> _Polecenia_:
1. Przepisz dokładnie z fragmentu dokumentu tekst między słowami „A może taka” a słowami „rządy przeciwników PiS.”, łącznie z nimi.
2. Ile wyniosła frekwencja w wyborach z 2019 roku według fragmentu dokumentu?

Powtórzmy, jeśli takie przekonanie utrzymałoby się do dnia wyborów, mobilizacja elektoratu sprzeciwiającego się Kaczyńskiemu i spółce byłaby daleka od optymalnej.
A może taka hipoteza to przesada? Czy naprawdę jest tak źle z punktu widzenia przeciwników obozu władzy? Spróbujmy chwycić się ostatniej deski ratunku i jako sprawców fatalnego wyniku partii opozycyjnych wskazać wyborców PiS oraz bliskiej mu ideowo Konfederacji. Niestety dla Borysa Budki, Szymona Hołowni, Włodzimierza Czarzastego i Władysława Kosiniak-Kamysza – ten zabieg nie działa.
Pozornie opinia wyborców Prawa i Sprawiedliwości przechyla szalę na rzecz tych ankietowanych, którzy nie wierzą w kwalifikacje opozycji:
Ale takie wyjaśnienie byłoby zbyt łatwe. Nawet jeśli odrzucimy z puli badanych deklarujących głos na partie Kaczyńskiego i Bosaka, wciąż aż 50 proc. ankietowanych nie wierzy w dobre rządy przeciwników PiS.
Innymi słowy, co drugi zwolennik opozycji nie jest przekonany do kompetencji polityków, z którymi sympatyzuje.
Światełko w tunelu dla opozycji
Wygląda na to, że nad Polską wisi widmo zanegowania przez wyborców całej klasy politycznej.
Z jednej strony, jak pokazywaliśmy w jednej z poprzednich analiz, wyborcy PiS stracili entuzjazm dla przywódcy obozu władzy Jarosława Kaczyńskiego – aż 41 proc. z nich chce, żeby lider Prawa i Sprawiedliwości odszedł z bieżącej polityki i udał się na emeryturę. Do tego aż 59 proc. Polaków deklaruje, że za żadne skarby nie zagłosuje na PiS.
Z drugiej strony, wyborcy opozycji nie wierzą, by jej zwycięstwo przyniosło krajowi dobre rządy.
To pokazuje, że po serii wyborów z najwyższą frekwencją w historii, następnym razem możemy być świadkami frekwencji zbliżonej raczej do wyborów z 2015 roku, gdy w lokalach wyborczych zameldowało się 50,9 proc. uprawnionych, a nie do tych z 2019 roku, gdy frekwencja wyniosła 61,7 proc.

> _Podane informacje_:
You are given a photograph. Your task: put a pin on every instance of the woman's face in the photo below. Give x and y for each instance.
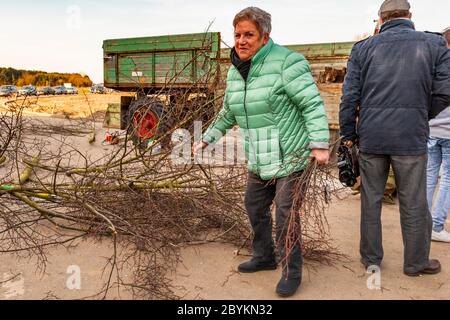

> _Odpowiedzi do poleceń_:
1.
A może taka hipoteza to przesada? Czy naprawdę jest tak źle z punktu widzenia przeciwników obozu władzy? Spróbujmy chwycić się ostatniej deski ratunku i jako sprawców fatalnego wyniku partii opozycyjnych wskazać wyborców PiS oraz bliskiej mu ideowo Konfederacji. Niestety dla Borysa Budki, Szymona Hołowni, Włodzimierza Czarzastego i Władysława Kosiniak-Kamysza – ten zabieg nie działa.
Pozornie opinia wyborców Prawa i Sprawiedliwości przechyla szalę na rzecz tych ankietowanych, którzy nie wierzą w kwalifikacje opozycji:
Ale takie wyjaśnienie byłoby zbyt łatwe. Nawet jeśli odrzucimy z puli badanych deklarujących głos na partie Kaczyńskiego i Bosaka, wciąż aż 50 proc. ankietowanych nie wierzy w dobre rządy przeciwników PiS.

2. Frekwencja wyniosła 61,7 proc.